READING TEXT —
The differences from the original version:

This technique relies heavily on lazy evaluation. In the original example the AST is not recursive, but suppose we also want to record RHSs of let binders in Ids, to be used for inlining:

data Id = Id
  { ...
  , idUnfolding :: Maybe Expr
    -- ^ RHS of a let binding, used for inlining
  }

Now once we implement sharing (solving problem 1) ASTs with recursive definitions will become cyclic. A simple example:

let fac = \x . if x then x * fac (x - 1) else 1 in fac 5

This will be represented as something like

pgm = Let fac_id rhs body
  where
    fac_id = Id { idName = "fac", idArity = 0, idUnfolding = Just rhs }
    rhs = Lam x_id (IfE (IdE x_id)
                        (App (App (IdE star_id) (IdE x_id))
                             (App (IdE fac_id) (App (App (IdE minus_id) (IdE x_id))
                                                    (IntE 1))))
                                  (IntE 1))
    body = App (IdE fac_id) (IntE 5)

    x_id = Id { idName = "x", idArity = 0, idUnfolding = Nothing }
    star_id = Id { idName = "*", idArity = 2, idUnfolding = Nothing }
    minus_id = Id { idName = "-", idArity = 2, idUnfolding = Nothing }

Here fac_id refers to rhs, which refers to fac_id, forming a cycle.

The knot-tying implementation of dropUnusedBindings works even in cases like this. We just need to update updateIdArity to update the unfolding, when it’s available:

updateIdArity :: Id -> Expr -> Id
updateIdArity id rhs =
    id{ idArity = countLambdas rhs
      , idUnfolding = idUnfolding id $> rhs }

This is a bit hard to try, but if I implement a Show instance for Id that doesn’t print the unfolding (to avoid looping), make fac_id’s arity 0, and call dropUnusedBindings this is the AST I get:

Let
  (Id "fac" 1)
  (Lam
     (Id "x" 0)
     (IfE
        (IdE (Id "x" 0))
        (App
           (App (IdE (Id "*" 2)) (IdE (Id "x" 0)))
           (App
              (IdE (Id "fac" 1))
              (App (App (IdE (Id "-" 2)) (IdE (Id "x" 0))) (IntE 1))))
        (IntE 1)))
  (App (IdE (Id "fac" 1)) (IntE 5))

DIRECTIVE — Pick up the text on knot-tying in a Haskell AST after its final line and keep writing it.

(Records held in a dataset)
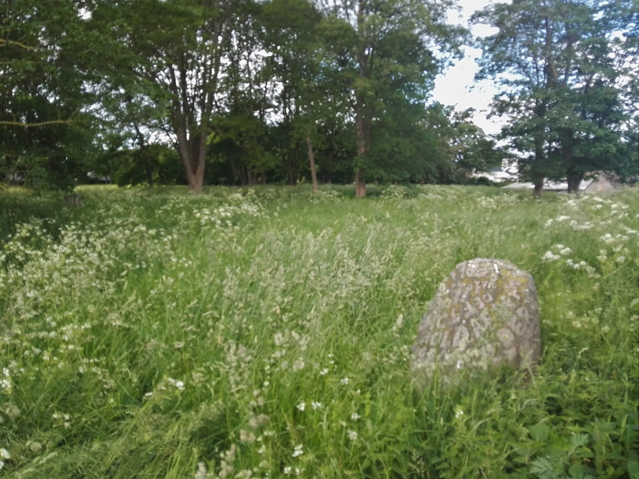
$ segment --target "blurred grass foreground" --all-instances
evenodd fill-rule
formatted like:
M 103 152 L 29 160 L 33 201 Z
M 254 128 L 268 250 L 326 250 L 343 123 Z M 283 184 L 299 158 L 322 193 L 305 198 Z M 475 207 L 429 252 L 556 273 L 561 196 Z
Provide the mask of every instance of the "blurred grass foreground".
M 639 197 L 0 191 L 0 476 L 637 478 Z M 442 391 L 455 264 L 530 271 L 542 359 Z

OUTPUT FOR THIS EXERCISE —
All uses of fac have correct arity! Similarly I can do something hacky like this in GHCi to check that the unfolding has correct arity for uses of fac too:

ghci> let Let lhs _ _ = dropUnusedBindings pgm
ghci> putStrLn (ppShow (idUnfolding lhs))
Just
  (Lam
     (Id "x" 0)
     (IfE
        (IdE (Id "x" 0))
        (App
           (App (IdE (Id "*" 2)) (IdE (Id "x" 0)))
           (App
              (IdE (Id "fac" 1))
              (App (App (IdE (Id "-" 2)) (IdE (Id "x" 0))) (IntE 1))))
        (IntE 1)))

Nice!

… or is it?

The main problem with this technique is that it’s very difficult to understand. Even after working on different knot-tying code in GHC and implementing my own knot-tying passes, the recursive let bindings in the Let case above is still mind-boggling to me.

Secondly, it’s really hard to reason about the evaluation order of things in knot-tying code. You might think that this shouldn’t be an issue in a purely functional implementation, but in my experience any non-trivial compiler pass, even when implemented in a purely functional style, still needs debugging. Even if it’s not buggy, you may want to trace the evaluation and print a few things to understand how the code works.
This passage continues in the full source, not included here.